---- Extracted material

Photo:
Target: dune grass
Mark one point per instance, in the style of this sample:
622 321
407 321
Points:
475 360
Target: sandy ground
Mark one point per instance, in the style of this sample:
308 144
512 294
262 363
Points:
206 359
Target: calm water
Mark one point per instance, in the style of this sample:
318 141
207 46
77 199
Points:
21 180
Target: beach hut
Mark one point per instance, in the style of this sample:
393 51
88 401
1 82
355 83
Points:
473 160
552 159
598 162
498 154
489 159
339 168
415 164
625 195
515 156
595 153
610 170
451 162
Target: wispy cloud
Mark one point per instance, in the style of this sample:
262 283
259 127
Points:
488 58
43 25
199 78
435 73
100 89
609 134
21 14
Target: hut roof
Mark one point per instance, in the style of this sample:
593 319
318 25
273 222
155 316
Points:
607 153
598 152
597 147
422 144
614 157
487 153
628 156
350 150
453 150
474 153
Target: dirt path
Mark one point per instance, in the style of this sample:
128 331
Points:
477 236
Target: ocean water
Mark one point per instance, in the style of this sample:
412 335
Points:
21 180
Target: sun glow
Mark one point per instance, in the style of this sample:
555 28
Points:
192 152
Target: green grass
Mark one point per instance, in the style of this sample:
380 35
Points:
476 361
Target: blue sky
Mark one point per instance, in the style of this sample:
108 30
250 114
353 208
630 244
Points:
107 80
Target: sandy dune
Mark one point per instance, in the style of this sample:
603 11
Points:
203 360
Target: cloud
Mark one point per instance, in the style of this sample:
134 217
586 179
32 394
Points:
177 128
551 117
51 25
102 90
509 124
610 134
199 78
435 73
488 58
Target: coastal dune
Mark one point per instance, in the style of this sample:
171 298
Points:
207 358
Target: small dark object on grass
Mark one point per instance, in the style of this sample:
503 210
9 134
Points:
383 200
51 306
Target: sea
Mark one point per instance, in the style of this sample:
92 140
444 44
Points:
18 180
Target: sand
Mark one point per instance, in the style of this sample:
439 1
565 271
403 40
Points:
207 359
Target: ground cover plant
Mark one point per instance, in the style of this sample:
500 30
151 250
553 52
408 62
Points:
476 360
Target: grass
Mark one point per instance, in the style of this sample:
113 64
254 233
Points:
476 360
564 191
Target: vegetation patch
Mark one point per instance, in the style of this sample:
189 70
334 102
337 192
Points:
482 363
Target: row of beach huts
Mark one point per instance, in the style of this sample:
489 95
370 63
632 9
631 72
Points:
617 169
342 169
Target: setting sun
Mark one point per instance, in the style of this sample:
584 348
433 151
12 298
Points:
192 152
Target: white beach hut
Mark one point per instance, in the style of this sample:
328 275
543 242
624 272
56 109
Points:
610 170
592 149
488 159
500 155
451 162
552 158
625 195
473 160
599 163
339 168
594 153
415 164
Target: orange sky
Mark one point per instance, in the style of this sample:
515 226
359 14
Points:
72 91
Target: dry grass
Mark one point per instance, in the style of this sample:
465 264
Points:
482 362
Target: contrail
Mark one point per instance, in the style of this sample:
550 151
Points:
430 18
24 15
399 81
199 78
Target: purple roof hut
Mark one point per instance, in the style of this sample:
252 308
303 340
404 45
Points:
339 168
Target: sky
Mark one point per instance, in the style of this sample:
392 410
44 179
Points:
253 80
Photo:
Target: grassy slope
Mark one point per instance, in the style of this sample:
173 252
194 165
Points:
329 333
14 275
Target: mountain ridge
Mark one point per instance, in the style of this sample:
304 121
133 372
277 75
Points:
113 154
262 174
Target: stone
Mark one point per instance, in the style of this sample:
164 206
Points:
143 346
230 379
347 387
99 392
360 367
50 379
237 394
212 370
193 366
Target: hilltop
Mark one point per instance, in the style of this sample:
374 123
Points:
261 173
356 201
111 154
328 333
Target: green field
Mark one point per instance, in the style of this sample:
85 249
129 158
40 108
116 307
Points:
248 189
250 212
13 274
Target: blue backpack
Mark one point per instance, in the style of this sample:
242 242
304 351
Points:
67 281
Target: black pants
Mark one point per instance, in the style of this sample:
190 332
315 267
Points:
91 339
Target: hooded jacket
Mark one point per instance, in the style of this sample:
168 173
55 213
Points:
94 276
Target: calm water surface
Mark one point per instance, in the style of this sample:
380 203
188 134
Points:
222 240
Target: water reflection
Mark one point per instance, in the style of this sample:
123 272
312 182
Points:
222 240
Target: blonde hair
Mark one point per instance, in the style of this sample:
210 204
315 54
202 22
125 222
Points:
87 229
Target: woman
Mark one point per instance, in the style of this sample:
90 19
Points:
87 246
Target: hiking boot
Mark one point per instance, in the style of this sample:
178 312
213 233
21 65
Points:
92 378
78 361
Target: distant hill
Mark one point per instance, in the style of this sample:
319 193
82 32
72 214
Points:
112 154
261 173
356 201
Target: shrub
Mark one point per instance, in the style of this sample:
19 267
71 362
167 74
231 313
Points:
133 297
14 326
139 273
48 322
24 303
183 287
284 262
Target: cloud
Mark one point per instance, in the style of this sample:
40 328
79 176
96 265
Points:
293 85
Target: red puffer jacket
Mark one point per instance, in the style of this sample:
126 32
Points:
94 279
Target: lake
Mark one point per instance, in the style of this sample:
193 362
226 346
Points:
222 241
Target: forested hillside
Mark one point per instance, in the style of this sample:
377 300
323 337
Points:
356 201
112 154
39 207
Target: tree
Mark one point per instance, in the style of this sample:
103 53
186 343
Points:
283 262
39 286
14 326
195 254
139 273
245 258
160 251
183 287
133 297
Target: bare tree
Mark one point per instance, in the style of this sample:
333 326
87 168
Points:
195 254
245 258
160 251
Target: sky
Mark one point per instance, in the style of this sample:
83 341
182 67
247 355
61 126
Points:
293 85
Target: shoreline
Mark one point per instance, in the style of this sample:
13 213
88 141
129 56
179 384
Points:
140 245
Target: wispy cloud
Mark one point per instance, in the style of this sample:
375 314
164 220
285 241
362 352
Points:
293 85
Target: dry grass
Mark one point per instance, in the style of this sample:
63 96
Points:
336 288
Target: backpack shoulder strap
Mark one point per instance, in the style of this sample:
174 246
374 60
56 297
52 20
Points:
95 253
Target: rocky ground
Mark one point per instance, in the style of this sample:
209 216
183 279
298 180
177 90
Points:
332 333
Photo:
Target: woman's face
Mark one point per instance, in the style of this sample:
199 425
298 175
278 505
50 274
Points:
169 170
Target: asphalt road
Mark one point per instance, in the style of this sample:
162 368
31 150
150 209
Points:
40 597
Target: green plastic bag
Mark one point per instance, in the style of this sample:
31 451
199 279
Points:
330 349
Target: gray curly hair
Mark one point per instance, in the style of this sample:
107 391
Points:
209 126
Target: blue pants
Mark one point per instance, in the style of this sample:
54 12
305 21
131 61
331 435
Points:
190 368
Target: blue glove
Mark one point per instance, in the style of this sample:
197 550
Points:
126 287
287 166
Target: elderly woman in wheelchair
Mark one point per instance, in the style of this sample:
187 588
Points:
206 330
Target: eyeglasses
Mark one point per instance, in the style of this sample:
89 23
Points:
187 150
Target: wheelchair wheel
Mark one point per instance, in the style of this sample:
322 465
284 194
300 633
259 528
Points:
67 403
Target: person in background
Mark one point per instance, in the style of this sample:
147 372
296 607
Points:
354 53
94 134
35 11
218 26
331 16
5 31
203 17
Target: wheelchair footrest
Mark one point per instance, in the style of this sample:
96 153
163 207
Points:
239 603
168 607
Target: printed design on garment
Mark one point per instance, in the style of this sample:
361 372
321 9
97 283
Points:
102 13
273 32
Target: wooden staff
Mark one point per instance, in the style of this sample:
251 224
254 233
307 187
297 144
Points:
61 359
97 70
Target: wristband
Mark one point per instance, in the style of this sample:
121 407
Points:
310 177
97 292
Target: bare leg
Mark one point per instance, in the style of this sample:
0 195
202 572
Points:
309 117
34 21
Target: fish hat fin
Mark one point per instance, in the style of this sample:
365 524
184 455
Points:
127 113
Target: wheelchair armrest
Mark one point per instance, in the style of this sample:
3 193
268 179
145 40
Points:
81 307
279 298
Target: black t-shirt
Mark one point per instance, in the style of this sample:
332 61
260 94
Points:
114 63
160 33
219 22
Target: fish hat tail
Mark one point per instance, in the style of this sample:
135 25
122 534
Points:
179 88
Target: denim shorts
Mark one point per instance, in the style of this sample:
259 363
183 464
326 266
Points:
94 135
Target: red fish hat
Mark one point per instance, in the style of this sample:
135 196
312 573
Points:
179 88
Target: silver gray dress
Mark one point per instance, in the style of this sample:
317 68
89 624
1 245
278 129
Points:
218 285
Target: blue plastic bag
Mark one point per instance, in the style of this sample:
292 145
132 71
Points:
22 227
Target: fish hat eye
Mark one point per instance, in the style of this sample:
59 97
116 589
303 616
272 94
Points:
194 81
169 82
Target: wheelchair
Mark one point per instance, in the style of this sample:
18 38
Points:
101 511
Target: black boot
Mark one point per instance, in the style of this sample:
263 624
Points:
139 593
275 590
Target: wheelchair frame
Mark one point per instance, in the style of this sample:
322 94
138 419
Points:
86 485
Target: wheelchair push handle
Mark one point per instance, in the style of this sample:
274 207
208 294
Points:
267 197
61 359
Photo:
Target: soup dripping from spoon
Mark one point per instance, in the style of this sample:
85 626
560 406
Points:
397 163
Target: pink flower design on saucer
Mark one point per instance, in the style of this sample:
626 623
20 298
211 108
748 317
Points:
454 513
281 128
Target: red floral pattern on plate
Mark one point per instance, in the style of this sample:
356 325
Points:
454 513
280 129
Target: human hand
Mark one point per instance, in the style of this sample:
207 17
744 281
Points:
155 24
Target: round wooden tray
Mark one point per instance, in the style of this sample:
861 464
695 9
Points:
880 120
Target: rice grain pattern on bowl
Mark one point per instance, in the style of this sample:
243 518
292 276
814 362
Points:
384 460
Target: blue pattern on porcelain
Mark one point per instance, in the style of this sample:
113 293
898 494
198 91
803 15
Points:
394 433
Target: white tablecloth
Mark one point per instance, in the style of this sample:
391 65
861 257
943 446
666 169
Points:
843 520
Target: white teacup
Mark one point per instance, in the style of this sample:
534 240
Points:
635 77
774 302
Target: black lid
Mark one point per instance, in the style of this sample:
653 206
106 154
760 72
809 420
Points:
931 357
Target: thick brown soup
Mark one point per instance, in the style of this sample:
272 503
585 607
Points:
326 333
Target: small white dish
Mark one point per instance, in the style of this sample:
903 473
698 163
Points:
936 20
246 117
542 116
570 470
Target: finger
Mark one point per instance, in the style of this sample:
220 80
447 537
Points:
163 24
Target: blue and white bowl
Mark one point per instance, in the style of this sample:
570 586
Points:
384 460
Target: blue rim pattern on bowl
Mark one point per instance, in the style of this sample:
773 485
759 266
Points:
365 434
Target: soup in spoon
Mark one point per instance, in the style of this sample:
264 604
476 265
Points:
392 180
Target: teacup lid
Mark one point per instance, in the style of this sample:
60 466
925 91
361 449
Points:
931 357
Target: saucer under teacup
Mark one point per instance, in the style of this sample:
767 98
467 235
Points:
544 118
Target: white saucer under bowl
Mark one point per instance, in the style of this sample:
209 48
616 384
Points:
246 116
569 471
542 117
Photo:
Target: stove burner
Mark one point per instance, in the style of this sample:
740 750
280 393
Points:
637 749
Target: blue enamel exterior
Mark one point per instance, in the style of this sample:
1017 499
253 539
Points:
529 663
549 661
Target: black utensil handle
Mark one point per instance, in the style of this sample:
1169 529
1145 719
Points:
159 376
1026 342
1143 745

--------

* **About this task**: Among the entries, copy every line containing the word "white".

* **Response area**:
Target: white beach hut
Target: white tablecloth
Target: white teacup
Target: small white dish
Target: blue and white bowl
Target: white saucer under bowl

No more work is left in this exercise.